***** Material supplied *****
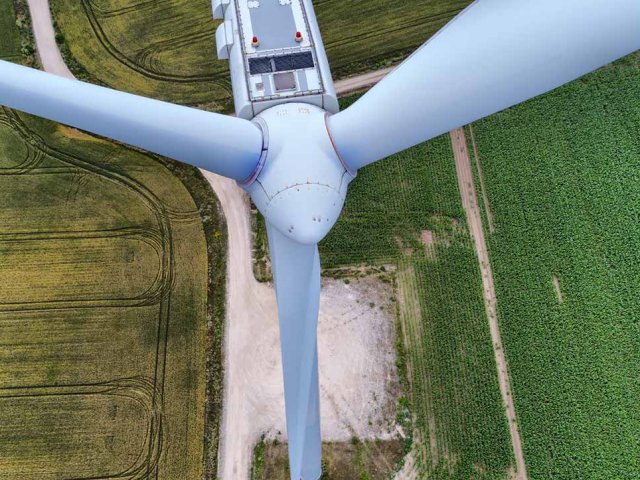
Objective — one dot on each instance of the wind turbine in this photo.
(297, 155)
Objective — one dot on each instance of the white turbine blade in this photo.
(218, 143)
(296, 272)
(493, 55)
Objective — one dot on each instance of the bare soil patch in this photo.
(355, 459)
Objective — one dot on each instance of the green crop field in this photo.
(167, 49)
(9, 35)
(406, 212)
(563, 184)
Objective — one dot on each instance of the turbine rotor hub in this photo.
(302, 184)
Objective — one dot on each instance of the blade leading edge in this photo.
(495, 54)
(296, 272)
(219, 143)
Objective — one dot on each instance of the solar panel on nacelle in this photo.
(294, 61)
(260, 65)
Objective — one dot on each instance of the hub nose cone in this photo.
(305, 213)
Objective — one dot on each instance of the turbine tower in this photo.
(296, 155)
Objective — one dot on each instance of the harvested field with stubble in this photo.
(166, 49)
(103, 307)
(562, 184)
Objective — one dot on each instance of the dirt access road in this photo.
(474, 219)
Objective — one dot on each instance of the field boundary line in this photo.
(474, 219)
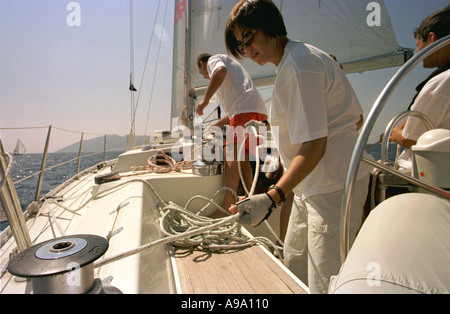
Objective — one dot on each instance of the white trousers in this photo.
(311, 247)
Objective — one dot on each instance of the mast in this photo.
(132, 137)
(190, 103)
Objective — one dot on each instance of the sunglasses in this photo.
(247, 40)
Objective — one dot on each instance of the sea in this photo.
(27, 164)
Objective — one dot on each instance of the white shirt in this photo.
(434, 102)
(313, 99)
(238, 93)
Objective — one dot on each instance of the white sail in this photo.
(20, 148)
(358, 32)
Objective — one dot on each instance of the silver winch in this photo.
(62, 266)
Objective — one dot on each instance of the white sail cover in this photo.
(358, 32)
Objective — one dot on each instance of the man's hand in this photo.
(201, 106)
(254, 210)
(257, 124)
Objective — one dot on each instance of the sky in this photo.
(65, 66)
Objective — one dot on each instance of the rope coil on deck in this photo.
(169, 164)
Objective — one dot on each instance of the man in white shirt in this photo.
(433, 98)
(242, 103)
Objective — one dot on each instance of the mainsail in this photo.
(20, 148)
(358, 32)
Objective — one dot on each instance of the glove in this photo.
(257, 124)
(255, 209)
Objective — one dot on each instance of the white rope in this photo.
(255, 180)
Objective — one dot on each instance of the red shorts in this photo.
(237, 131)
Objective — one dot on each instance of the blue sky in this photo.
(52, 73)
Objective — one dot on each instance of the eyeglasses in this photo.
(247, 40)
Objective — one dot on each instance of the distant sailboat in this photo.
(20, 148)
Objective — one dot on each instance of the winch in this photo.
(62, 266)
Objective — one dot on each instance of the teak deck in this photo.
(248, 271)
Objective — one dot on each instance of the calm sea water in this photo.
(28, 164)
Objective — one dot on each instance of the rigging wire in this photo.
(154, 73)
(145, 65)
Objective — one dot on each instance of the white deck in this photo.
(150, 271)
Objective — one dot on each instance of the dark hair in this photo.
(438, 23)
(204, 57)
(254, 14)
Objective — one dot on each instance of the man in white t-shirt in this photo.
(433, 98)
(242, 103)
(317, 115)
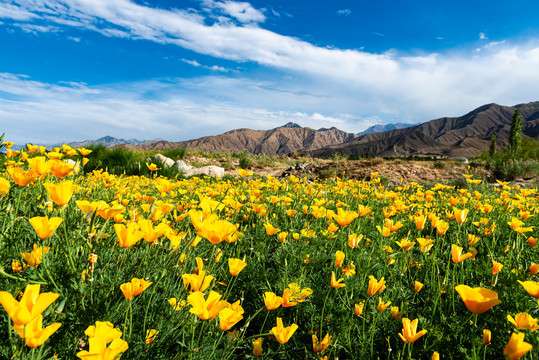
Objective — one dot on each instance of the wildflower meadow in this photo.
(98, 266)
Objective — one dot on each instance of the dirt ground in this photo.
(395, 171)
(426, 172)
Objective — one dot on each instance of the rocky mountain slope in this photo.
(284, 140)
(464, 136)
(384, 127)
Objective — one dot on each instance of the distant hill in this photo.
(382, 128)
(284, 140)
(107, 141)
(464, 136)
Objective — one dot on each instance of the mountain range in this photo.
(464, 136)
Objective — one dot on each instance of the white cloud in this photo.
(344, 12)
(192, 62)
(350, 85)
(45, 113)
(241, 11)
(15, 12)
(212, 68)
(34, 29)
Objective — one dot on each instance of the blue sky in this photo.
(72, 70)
*****
Leaving out the pictures, repeat the data above exactly.

Expected answer:
Objective — one dot on each instance of the wind turbine in this photo.
(297, 155)
Objective — one dot on each instance of the white turbine blade in this photo.
(218, 143)
(296, 272)
(493, 55)
Objective — one dot on each instance of the bare soil patch in this photo.
(355, 459)
Objective — one dot on each instance of the green crop field in this photo.
(167, 49)
(9, 35)
(406, 212)
(563, 184)
Objective — one dot on each instance of the turbine rotor hub in this photo.
(302, 184)
Objective — one dot on each instance of the blade leading edge in this photo.
(495, 54)
(296, 272)
(219, 143)
Objective — one dot on each instance of the solar panel on nacelle in this photo.
(294, 61)
(260, 65)
Objective — one dot on each instance of the hub nose cone in this photo.
(305, 213)
Objective — one dot on each instance of the turbine tower in this photo.
(296, 155)
Objective — one dot on each instance of the harvested field with stubble in this photo.
(166, 49)
(103, 307)
(562, 184)
Objective — one dot on each instance of the dirt access road in this photo.
(474, 219)
Objective — one dot on each instance of the field boundary line in this photo.
(474, 219)
Objective — one dot on each instance of the white trousers in this photo.
(311, 247)
Objective — one dot on each instance of the mast in this photo.
(132, 137)
(190, 103)
Objective — one dot on each instance of the sunglasses in this photo.
(247, 40)
Objective — one dot on each instance of the sea in this photo.
(27, 164)
Objective — one dot on each instance of the white shirt in this photo.
(434, 102)
(313, 99)
(238, 93)
Objective — one dot on each instance of the white sail in this photo.
(20, 148)
(358, 32)
Objective — one dot on each instance of the silver winch in this photo.
(62, 266)
Objective — one dot on each instance of the white sail cover in this photo.
(358, 32)
Objective — one dot on each instance of the man's hand in this photo.
(201, 106)
(254, 210)
(257, 124)
Objective — one dot on each instance of the sky in this photo.
(65, 66)
Objective — one dot on each instance of the rope coil on deck in this photo.
(169, 164)
Objective — one dot on each instance of the man in white shirt in this photo.
(433, 98)
(242, 103)
Objective — one dot on each instance of the mainsail in this photo.
(20, 148)
(358, 32)
Objective — one dot on each instance of the glove in this photo.
(257, 124)
(255, 209)
Objective — one dot on each instance of the white rope in this photo.
(255, 180)
Objective — one dot on each instance of the red shorts in this photo.
(237, 131)
Objective — one dot on each instance of the blue sky in this photo.
(52, 73)
Objective — one dot on each instance of the eyeglasses in this photo.
(247, 40)
Objective — one dot on each instance of the distant sailboat in this photo.
(20, 148)
Objective — one dot on each instance of the winch in this photo.
(62, 266)
Objective — one dot on each instance of the teak deck in this photo.
(248, 271)
Objective — one dot on each instance of the calm sea water in this photo.
(28, 164)
Objective — one dot on each instance of the rigging wire in this photo.
(154, 73)
(145, 65)
Objective — one dot on each instance of the white deck in this photo.
(150, 271)
Objective — one dot on each instance of the dark hair in this photo.
(438, 23)
(204, 57)
(254, 14)
Objective — one dot on each instance of the man in white t-shirt in this photo.
(433, 98)
(242, 103)
(317, 115)
Objective — one dot on each instance of the wildflower meadow in this photo.
(98, 266)
Objective — one dot on each instance of the dirt ground in this photo.
(395, 171)
(426, 172)
Objective — one dot on each instance of the rocky mountain slope in this photo.
(284, 140)
(464, 136)
(384, 127)
Objective — one dot on each instance of the distant hill in this photo.
(382, 128)
(284, 140)
(107, 141)
(464, 136)
Objective — one dot on each instance of the mountain range in this photo.
(464, 136)
Objective — one dot on each instance of the white cloud in this photo.
(344, 12)
(192, 62)
(350, 85)
(45, 113)
(241, 11)
(15, 12)
(212, 68)
(34, 29)
Objective — one dot on each instance of the blue sky in this photo.
(72, 70)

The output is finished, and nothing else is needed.